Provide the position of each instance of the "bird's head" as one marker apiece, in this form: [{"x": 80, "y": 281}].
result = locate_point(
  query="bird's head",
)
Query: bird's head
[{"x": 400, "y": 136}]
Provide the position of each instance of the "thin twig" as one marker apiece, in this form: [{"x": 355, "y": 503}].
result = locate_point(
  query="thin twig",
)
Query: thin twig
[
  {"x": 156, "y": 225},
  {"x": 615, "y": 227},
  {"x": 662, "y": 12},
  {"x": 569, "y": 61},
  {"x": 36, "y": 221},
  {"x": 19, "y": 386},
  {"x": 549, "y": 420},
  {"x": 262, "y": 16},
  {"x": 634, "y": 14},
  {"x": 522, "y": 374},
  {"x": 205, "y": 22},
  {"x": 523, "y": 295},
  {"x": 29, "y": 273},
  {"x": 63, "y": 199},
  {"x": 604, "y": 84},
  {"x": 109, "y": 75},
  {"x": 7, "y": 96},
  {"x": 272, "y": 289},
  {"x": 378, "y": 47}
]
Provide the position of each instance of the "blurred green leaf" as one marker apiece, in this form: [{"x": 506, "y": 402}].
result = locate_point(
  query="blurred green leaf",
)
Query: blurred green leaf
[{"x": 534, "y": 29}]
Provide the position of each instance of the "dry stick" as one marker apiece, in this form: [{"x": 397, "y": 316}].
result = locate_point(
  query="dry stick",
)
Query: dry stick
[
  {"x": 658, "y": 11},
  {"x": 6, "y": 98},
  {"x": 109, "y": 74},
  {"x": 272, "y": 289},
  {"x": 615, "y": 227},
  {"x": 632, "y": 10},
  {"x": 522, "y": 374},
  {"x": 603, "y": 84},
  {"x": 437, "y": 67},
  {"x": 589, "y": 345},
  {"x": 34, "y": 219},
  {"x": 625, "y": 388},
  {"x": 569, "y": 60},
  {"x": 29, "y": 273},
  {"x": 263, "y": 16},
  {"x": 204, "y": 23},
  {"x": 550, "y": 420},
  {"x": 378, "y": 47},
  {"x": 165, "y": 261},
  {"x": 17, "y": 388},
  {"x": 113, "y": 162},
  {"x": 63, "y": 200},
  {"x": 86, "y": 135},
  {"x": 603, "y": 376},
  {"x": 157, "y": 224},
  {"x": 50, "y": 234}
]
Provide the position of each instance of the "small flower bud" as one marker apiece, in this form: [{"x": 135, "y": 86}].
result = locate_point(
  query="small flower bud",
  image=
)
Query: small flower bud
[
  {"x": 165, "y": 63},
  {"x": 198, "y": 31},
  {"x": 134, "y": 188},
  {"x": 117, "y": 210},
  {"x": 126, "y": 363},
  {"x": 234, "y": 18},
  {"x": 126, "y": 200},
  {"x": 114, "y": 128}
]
******
# [WORK INSTRUCTION]
Copy the records out again word for word.

# [RESPONSE BOX]
Provide the position of each instance of the "bird's head" as one marker apiece, in this form: [{"x": 80, "y": 281}].
result = locate_point(
  query="bird's head",
)
Query: bird's head
[{"x": 400, "y": 136}]
Provide the position of each instance of the "thin twig" as one marker apiece, in this form: [{"x": 355, "y": 503}].
result = locate_point(
  query="thin twig",
)
Query: thin twig
[
  {"x": 156, "y": 225},
  {"x": 615, "y": 227},
  {"x": 662, "y": 12},
  {"x": 569, "y": 61},
  {"x": 36, "y": 221},
  {"x": 19, "y": 386},
  {"x": 549, "y": 420},
  {"x": 262, "y": 16},
  {"x": 634, "y": 14},
  {"x": 522, "y": 374},
  {"x": 205, "y": 22},
  {"x": 523, "y": 295},
  {"x": 29, "y": 273},
  {"x": 63, "y": 199},
  {"x": 604, "y": 84},
  {"x": 109, "y": 75},
  {"x": 7, "y": 96},
  {"x": 272, "y": 289},
  {"x": 378, "y": 47}
]
Provide the position of each instance of the "blurred green leaf" as one marker apiece, in this form: [{"x": 506, "y": 402}].
result = locate_point(
  query="blurred green leaf",
)
Query: blurred green leaf
[{"x": 534, "y": 29}]
Provide the position of each instance of the "dry stick" as one marker apiece, in this form: [{"x": 397, "y": 316}].
result = locate_point(
  query="dry stick",
)
Query: dry stick
[
  {"x": 658, "y": 11},
  {"x": 6, "y": 98},
  {"x": 109, "y": 74},
  {"x": 272, "y": 289},
  {"x": 615, "y": 227},
  {"x": 632, "y": 10},
  {"x": 522, "y": 374},
  {"x": 603, "y": 84},
  {"x": 437, "y": 67},
  {"x": 589, "y": 345},
  {"x": 34, "y": 219},
  {"x": 625, "y": 388},
  {"x": 569, "y": 60},
  {"x": 29, "y": 273},
  {"x": 263, "y": 16},
  {"x": 204, "y": 23},
  {"x": 550, "y": 420},
  {"x": 378, "y": 47},
  {"x": 165, "y": 261},
  {"x": 17, "y": 388},
  {"x": 113, "y": 162},
  {"x": 63, "y": 200},
  {"x": 86, "y": 135},
  {"x": 603, "y": 376},
  {"x": 157, "y": 224},
  {"x": 50, "y": 234}
]
Provide the position of each instance of the "small flower bud" as one marker apiece, in this form: [{"x": 135, "y": 86}].
result = locate_point(
  query="small flower bud",
  image=
)
Query: small flower bud
[
  {"x": 165, "y": 63},
  {"x": 198, "y": 31},
  {"x": 134, "y": 188},
  {"x": 117, "y": 210},
  {"x": 126, "y": 363},
  {"x": 234, "y": 18},
  {"x": 126, "y": 200},
  {"x": 114, "y": 128}
]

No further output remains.